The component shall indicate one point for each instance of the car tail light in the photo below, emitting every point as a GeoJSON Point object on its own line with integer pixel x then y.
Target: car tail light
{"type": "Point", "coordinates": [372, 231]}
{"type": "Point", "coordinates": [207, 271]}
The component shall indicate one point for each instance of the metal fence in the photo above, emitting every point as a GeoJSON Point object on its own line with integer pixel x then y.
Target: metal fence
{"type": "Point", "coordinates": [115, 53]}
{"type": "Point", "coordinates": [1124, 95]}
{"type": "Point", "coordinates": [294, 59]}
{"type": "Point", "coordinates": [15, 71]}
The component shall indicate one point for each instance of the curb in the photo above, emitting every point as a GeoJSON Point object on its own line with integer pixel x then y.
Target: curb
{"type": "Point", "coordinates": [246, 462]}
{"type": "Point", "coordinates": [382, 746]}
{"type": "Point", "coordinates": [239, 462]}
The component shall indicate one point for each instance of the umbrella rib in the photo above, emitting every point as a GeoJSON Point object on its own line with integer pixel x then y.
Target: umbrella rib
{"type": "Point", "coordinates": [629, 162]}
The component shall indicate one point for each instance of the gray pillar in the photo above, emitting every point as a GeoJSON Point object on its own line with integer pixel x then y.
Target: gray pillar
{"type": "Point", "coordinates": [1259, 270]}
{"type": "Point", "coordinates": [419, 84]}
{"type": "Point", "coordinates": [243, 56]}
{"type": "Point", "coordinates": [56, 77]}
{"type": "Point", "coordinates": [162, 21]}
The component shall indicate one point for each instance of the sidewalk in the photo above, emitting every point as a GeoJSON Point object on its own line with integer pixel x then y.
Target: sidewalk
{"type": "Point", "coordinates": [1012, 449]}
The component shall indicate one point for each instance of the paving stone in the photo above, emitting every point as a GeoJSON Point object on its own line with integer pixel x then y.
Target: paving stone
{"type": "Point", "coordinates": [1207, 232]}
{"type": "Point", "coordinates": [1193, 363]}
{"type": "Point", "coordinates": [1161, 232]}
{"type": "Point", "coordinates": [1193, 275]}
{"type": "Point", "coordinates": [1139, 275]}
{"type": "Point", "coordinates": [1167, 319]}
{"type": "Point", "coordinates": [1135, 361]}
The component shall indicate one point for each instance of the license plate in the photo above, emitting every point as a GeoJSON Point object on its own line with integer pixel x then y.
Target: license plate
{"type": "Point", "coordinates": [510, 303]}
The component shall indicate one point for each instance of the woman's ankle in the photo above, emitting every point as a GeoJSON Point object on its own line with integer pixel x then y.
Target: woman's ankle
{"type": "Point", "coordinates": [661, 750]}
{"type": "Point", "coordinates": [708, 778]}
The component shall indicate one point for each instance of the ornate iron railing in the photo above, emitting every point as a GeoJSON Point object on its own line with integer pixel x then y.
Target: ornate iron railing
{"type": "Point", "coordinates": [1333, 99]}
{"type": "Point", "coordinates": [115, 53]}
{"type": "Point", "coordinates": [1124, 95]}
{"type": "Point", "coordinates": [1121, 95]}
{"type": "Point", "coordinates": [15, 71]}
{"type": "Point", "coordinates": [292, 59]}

DIRECTION:
Each line from the one containing "of the woman's" to the end of the records should be echoed exactly, and no other line.

ANSWER:
The component shall indicate one point for each instance of the woman's ankle in the photo above, emitting every point as a GeoJSON Point object on its own line with integer pixel x then y.
Target: woman's ankle
{"type": "Point", "coordinates": [661, 750]}
{"type": "Point", "coordinates": [708, 778]}
The component shall indicate one point for each instance of the ornate iron railing in the photo above, emitting every point as a GeoJSON Point object on its own line with integer pixel x then y.
Target: ornate iron railing
{"type": "Point", "coordinates": [1333, 99]}
{"type": "Point", "coordinates": [115, 53]}
{"type": "Point", "coordinates": [1124, 95]}
{"type": "Point", "coordinates": [1121, 95]}
{"type": "Point", "coordinates": [15, 71]}
{"type": "Point", "coordinates": [292, 59]}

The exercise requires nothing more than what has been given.